Please rewrite the items below, changing every "Kindly" to "Please" and leaving everything else as it is.

** START OF Material supplied **

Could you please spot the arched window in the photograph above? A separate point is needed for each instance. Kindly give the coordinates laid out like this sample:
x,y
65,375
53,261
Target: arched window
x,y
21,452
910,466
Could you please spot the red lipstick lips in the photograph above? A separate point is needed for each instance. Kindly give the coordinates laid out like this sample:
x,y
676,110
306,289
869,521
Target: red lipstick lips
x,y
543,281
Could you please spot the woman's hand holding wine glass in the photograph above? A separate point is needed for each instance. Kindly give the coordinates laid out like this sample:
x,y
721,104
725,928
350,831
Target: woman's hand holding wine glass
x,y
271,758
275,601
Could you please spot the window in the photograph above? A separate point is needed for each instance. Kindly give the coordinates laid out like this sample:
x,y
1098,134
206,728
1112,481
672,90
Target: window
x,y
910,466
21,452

** END OF Material supplied **

> Final result
Could you please spot the arched window in the photograph above? A separate point is needed for each instance. Please give the coordinates laid out like this sample:
x,y
65,375
53,261
Target: arched window
x,y
21,452
910,466
Could you please spot the red lipstick lips in the photograph above? A separate point is needed for each instance. Please give the coordinates laid out like this sample:
x,y
676,110
306,289
869,521
Target: red lipstick lips
x,y
543,281
Could you please spot the woman's hand holding wine glass in the photograph above? A separate point is needed for each instance. Please give the coordinates laid out like this sample:
x,y
721,104
725,928
350,831
Target: woman's hand holding wine glass
x,y
271,758
275,601
Could you please spot the window in the photograph above? A separate point is needed for each instance. Please give the coordinates laid out like this sample:
x,y
1098,134
206,728
1112,481
672,90
Target: window
x,y
910,466
21,452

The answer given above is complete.